(任务)
1/ 根据关于 Pthreads 并行编程的文字,回答下列问题:
(a) 在 Pipeline 模型中,各线程负责的任务有什么特点?
(b) Peer 模型与 Manager/Worker 模型的不同之处是什么?
(c) mutex 是哪个英文词组的缩写?
2/ 请接着关于 Pthreads 并行编程的文字往下写,从最后一句之后开始。

(阅读材料)
Pthreads并行编程入门

周旨
• 阅读 3525

常见的并行编程模型

  • Manager/Worker: manager线程负责分配任务给其他worker线程。manager处理输入输出。又分为static worker pool和dynamic worker pool
  • Pipeline:跟流水线一样,每个线程负责不一样的任务,但是这些任务又是有顺序的
  • Peer:与manager/worker相似,只是manager创建了其他线程之后也会加入工作

线程安全的定义

refer to an application's ability to execute multiple threads at the same time without "clobbering" shared
​ data or creating "race" conditions.

Thread limits

Pthreads API是ANSI/IEEE标准,但是标准未指明的地方,各种不同的实现可能不同。

Pthread API

API分为4部分

类型 功能
thread management create, detach, join thread; get/set thread attributes
mutex Routines that deal with synchronization. an abbreviation for 'mutual exclusion', create, destroy, lock, unlock mutexes
condition variable address communication between threads that share a mutex.

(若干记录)
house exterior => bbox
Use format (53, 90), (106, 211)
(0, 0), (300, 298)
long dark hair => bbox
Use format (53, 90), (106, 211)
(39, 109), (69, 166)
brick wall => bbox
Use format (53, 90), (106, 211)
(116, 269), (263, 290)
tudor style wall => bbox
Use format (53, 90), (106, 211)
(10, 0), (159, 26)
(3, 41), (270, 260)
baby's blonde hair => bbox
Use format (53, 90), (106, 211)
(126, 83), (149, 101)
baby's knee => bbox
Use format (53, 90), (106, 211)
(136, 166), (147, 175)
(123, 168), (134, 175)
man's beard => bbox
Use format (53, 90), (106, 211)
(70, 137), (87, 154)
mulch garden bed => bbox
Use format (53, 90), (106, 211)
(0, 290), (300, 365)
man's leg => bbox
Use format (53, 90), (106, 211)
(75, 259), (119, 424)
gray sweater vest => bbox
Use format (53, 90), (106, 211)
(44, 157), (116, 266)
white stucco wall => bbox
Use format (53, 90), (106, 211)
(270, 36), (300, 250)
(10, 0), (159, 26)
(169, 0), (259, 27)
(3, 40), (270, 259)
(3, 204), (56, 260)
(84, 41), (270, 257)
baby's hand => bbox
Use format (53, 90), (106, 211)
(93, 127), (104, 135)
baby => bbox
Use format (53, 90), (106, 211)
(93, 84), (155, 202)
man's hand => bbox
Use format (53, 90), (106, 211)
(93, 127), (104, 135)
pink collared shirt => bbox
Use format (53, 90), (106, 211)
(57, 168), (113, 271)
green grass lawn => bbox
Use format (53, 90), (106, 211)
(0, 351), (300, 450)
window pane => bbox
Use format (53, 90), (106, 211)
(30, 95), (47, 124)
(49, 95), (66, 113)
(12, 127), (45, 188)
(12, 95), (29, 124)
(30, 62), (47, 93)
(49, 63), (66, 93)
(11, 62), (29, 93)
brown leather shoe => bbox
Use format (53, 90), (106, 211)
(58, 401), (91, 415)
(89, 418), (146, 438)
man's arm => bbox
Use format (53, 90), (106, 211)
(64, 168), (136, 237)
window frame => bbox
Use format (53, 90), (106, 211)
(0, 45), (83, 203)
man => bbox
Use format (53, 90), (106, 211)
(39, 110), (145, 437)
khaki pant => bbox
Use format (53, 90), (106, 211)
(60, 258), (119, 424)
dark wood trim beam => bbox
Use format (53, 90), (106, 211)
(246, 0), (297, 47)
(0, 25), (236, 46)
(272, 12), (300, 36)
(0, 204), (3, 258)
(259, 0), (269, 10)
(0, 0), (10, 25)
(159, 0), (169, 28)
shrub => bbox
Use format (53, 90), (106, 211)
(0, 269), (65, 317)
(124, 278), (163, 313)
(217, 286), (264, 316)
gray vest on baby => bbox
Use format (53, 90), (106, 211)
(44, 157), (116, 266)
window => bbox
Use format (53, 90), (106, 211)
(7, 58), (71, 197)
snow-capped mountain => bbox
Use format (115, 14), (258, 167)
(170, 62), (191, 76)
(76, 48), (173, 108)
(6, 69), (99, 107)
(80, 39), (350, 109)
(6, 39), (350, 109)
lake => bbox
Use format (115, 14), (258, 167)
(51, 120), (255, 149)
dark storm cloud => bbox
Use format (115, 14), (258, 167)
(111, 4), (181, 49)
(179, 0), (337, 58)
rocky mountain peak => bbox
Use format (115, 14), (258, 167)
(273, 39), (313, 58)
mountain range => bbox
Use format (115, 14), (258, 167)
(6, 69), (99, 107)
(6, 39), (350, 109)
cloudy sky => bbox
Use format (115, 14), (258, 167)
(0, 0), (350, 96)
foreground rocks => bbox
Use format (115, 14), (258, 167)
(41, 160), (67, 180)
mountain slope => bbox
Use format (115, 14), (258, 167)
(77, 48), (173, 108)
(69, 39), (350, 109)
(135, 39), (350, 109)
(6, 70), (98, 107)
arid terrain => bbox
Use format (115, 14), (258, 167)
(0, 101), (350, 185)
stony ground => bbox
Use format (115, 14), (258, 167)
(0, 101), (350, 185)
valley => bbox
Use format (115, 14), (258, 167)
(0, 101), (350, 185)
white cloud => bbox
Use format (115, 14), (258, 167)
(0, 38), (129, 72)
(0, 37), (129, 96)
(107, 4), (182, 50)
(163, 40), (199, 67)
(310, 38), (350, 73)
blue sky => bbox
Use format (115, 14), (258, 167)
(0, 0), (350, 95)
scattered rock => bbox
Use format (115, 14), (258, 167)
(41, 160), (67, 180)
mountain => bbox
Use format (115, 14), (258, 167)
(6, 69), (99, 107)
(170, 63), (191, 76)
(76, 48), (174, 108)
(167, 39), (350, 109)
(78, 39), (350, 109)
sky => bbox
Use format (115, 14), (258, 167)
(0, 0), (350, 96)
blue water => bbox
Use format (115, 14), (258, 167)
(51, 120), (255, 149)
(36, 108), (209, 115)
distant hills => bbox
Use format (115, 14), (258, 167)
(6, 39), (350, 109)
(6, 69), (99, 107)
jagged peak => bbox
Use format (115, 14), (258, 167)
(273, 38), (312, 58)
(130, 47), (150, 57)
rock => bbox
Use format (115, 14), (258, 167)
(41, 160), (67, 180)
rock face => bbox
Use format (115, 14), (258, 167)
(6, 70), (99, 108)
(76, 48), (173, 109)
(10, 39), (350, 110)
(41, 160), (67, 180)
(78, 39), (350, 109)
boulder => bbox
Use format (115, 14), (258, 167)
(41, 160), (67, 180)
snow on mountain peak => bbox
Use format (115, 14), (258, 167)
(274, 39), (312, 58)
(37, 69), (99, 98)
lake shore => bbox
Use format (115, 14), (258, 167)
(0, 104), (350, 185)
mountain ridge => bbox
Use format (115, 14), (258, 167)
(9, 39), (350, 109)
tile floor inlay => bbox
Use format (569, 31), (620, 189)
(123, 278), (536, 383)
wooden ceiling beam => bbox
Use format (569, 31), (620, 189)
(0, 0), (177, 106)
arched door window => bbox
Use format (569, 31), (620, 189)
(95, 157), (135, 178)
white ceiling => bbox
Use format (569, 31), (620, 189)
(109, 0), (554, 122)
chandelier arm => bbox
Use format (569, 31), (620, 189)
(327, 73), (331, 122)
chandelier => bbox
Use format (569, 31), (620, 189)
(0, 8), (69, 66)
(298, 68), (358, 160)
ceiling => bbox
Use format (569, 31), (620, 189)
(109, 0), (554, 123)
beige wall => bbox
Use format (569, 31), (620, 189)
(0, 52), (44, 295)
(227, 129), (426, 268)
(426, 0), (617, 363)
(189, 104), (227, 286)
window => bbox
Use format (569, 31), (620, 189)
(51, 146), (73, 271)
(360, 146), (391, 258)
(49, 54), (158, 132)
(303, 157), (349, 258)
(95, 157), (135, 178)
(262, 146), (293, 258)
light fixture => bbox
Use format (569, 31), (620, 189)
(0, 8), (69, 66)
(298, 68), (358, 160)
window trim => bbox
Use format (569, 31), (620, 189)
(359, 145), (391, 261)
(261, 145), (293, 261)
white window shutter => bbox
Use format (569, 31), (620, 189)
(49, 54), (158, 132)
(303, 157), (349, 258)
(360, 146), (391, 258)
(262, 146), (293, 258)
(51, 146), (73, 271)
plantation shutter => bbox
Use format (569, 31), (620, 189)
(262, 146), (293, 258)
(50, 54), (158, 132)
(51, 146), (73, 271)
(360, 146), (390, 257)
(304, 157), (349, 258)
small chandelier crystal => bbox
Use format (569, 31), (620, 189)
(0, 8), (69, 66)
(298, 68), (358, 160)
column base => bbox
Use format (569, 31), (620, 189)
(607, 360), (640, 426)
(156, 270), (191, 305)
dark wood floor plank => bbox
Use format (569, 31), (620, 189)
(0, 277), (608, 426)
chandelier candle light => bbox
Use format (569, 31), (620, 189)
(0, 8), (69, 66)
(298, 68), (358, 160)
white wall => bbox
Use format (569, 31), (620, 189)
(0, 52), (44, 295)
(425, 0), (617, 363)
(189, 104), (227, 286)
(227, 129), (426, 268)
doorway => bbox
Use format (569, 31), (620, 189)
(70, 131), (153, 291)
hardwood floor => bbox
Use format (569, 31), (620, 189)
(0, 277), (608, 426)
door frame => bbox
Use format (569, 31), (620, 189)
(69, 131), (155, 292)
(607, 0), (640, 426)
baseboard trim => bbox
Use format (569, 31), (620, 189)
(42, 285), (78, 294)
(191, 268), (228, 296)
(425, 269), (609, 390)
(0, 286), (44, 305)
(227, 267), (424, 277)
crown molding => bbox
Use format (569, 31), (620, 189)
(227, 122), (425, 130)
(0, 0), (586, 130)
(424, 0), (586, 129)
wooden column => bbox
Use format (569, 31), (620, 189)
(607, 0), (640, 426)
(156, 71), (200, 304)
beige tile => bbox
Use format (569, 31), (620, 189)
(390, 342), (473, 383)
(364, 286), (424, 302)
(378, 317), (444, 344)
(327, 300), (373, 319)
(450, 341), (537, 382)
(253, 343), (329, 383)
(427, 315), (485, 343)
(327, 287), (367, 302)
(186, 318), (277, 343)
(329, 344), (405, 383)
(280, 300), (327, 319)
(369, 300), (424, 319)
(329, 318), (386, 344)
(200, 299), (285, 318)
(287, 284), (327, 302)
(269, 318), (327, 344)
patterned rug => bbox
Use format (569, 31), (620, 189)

(任务结果)
1/
(a) 每个线程负责不一样的任务,但是这些任务又是有顺序的。
(b) manager 创建了其他线程之后也会加入工作。
(c) 'mutual exclusion'。

2/
synchronization Routines that manage read/write locks and barriers.

每个使用Pthread库的source file都应该include .h

Thread Management

创建线程与退出线程

pthread_create (thread,attr,start_routine,arg);//thread:线程对象的地址;attr:线程属性对象;start_routine:线程启动后执行的例程;arg:传递给例程的参数
pthread_exit (status);//返回状态码,该方法并不关闭文件,任何线程执行过程中打开的文件在线程关闭之后仍会打开
pthread_cancel (thread);
pthread_attr_init (attr);
pthread_attr_destroy (attr);

pthread_attr_init函数用来初始化一个pthread_attr_t对象, pthread_attr_destroy摧毁一个pthread_attr_t对象

There are several ways in which a thread may be terminated:

  1. The thread returns normally from its starting routine. Its work is done.
  2. The thread makes a call to the pthread_exit subroutine - whether its work is done or not.
  3. The thread is canceled by another thread via the pthread_cancel routine.
  4. The entire <u>process</u> is terminated due to making a call to either the exec() or exit()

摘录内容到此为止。